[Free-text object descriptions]

————————

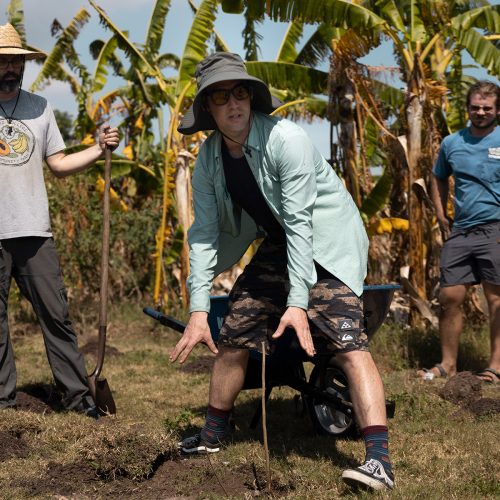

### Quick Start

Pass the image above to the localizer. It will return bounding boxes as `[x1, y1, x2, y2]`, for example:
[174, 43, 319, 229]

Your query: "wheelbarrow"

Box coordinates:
[144, 284, 399, 438]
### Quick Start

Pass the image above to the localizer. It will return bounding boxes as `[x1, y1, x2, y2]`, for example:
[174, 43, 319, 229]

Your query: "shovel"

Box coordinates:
[87, 148, 117, 415]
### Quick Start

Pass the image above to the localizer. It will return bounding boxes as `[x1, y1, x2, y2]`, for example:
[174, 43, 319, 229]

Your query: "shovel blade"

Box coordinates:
[88, 375, 116, 415]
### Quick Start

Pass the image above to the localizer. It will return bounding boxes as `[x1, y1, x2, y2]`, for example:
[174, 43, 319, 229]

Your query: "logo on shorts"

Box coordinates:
[341, 333, 354, 341]
[339, 319, 353, 330]
[488, 147, 500, 159]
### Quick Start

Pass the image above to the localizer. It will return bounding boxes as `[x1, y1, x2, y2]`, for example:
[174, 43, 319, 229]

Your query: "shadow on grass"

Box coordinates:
[182, 396, 357, 468]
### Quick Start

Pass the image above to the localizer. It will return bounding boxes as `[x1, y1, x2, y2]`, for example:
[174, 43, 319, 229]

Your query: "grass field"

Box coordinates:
[1, 301, 498, 499]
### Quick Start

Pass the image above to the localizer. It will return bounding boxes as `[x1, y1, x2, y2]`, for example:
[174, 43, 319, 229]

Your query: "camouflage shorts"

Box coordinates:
[218, 239, 368, 354]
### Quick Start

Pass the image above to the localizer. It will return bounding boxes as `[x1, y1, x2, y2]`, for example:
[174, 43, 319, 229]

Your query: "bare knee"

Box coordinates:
[439, 285, 467, 310]
[335, 349, 374, 373]
[214, 347, 249, 366]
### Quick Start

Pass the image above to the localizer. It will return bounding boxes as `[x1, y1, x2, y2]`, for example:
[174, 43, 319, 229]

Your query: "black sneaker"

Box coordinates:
[342, 459, 394, 491]
[178, 434, 221, 455]
[72, 400, 100, 419]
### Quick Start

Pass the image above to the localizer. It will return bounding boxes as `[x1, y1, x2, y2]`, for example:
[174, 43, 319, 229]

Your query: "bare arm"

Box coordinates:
[45, 125, 119, 178]
[430, 174, 452, 240]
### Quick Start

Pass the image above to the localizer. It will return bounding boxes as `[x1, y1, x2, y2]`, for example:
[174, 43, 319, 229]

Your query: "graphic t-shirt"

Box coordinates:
[433, 126, 500, 228]
[0, 90, 65, 239]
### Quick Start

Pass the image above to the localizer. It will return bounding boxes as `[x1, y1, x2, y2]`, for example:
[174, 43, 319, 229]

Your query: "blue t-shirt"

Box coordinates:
[433, 126, 500, 228]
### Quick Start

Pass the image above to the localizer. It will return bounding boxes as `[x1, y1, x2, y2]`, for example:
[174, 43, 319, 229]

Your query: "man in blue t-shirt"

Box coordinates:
[417, 81, 500, 384]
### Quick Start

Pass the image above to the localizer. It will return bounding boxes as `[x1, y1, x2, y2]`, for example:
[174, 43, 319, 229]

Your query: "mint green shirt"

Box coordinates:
[187, 112, 368, 313]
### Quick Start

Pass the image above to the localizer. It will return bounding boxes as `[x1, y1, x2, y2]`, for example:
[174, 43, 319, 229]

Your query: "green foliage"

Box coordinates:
[162, 408, 197, 432]
[46, 174, 162, 302]
[53, 109, 76, 145]
[360, 169, 393, 220]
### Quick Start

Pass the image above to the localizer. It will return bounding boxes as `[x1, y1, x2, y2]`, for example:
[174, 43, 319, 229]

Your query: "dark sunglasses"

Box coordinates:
[0, 56, 24, 70]
[205, 83, 251, 106]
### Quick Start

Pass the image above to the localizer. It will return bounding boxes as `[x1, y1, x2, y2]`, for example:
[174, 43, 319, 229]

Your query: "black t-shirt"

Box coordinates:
[221, 141, 334, 281]
[222, 141, 286, 243]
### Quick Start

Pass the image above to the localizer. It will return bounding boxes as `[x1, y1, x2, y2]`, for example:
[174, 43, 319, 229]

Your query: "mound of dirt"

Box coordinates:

————————

— Requirement —
Please repeat the records above exactly, omitting any pictures they contain.

— Answer below —
### Quick Start

Pass the image above to the localizer. It will return bounding boxes as `[x1, y1, x2, y2]`, for example:
[174, 43, 319, 229]

Your query: "wheelbarrow"

Box coordinates:
[144, 284, 399, 438]
### Quick Start

Pass the image above to the localizer. It will return bounding boxes as `[x1, y1, x2, y2]`, for example:
[174, 43, 319, 229]

Your query: "shovel"

Box coordinates:
[87, 148, 117, 415]
### Quick Start

Pass the image above to the localizer. It will return bounding boxes as `[x1, y1, x2, y2]`, for example:
[174, 43, 319, 229]

Your query: "shovel blade"

Box coordinates:
[88, 375, 116, 415]
### Quick Start

Pass the image above to the localizer. It will return bounding boxes as `[x1, y1, x2, y2]`, for example:
[174, 43, 319, 229]

Your query: "logo on shorts"

Box coordinates:
[341, 333, 354, 341]
[339, 319, 353, 330]
[488, 147, 500, 159]
### Quick Start

Pass the image above to the localizer. It will return bounding boxes as `[x1, y1, x2, y2]`, for example:
[174, 43, 319, 229]

Your query: "shadow on grass"

Box coordinates:
[182, 396, 357, 468]
### Quick Start

Pass the image above to the localizer. It will return bounding boxes as `[x1, y1, x2, y2]`, for example:
[174, 43, 319, 229]

Your query: "grass field"

Box coordinates:
[1, 301, 498, 499]
### Quick Start

Pass the image above to the localizer. It will return bounding boxes as `[x1, y1, x2, y2]`, for example:
[174, 43, 319, 229]

Your query: "camouflage shorts"

Box coordinates:
[218, 239, 368, 354]
### Quick Start

Pass the image above to the localizer. It will return bounding boxes as `[x1, y1, x2, y2]`, for example:
[174, 43, 319, 229]

Your query: "bare knee"

Box coordinates:
[439, 285, 467, 310]
[335, 349, 374, 373]
[214, 347, 249, 366]
### Quick Start

Pass the image above to the localizer. It will return bounding boxes as `[x1, y1, x2, y2]`, for example:
[174, 43, 319, 229]

Your query: "black sneaker"

Box coordinates:
[342, 459, 394, 491]
[178, 434, 221, 455]
[72, 400, 100, 419]
### Quick Start

Pass the image above to the localizer. It will return bounding boxes as `[x1, y1, x2, y2]`, for example:
[174, 43, 319, 229]

Your query: "bare arm"

Box coordinates:
[45, 125, 119, 178]
[430, 174, 452, 240]
### Quick Start

Pass the image above to the localizer. It will return bounding boxes as `[x1, y1, x2, y2]`, for example:
[174, 43, 319, 229]

Your query: "graphic t-shirt"

Box coordinates:
[433, 126, 500, 228]
[0, 90, 65, 239]
### Quick Start

Pass the image above to the localizer. It will return bounding boxes as `[x1, y1, x2, y2]`, for example:
[174, 43, 319, 229]

Your query: "blue t-shirt"

Box coordinates:
[433, 126, 500, 228]
### Quick Start

Pass the image above to the localizer. It will return bounding boxes as `[x1, y1, x2, y2]`, for example:
[174, 43, 319, 229]

Your query: "man in blue t-shirt"

Box coordinates:
[417, 81, 500, 384]
### Quick Start

Pass the image above to the localizer. It will return bounding boxes as `[x1, y1, x2, y2]`, for example:
[174, 43, 319, 229]

Your query: "mint green shirt"

Box coordinates:
[187, 112, 368, 313]
### Quick Start

Pass the image above to the localizer. It will return bounding boxes as `[x1, y1, x2, y2]`, for example:
[174, 43, 319, 229]

Your query: "green foliage"

Box coordinates:
[162, 408, 197, 432]
[46, 174, 162, 302]
[53, 109, 76, 145]
[360, 169, 393, 220]
### Quick Start

Pass the image above to the localizer. It will return bounding boxes as `[x1, y1, x2, y2]`, for example:
[174, 43, 319, 229]

Your query: "dark sunglasses"

Box coordinates:
[0, 56, 24, 70]
[205, 83, 251, 106]
### Quick Start

Pass the image above to the localizer. It will return bounding boxes as `[x1, y1, x2, y2]`, for example:
[174, 43, 319, 229]

Your query: "black t-shirt"

Box coordinates:
[221, 141, 334, 281]
[222, 141, 286, 243]
### Quick Start

Pass the image above to the localizer. It will return bounding boxes as `[x1, y1, x2, y2]`, for example:
[174, 43, 319, 229]

Your query: "mound of dirt"

Box coordinates:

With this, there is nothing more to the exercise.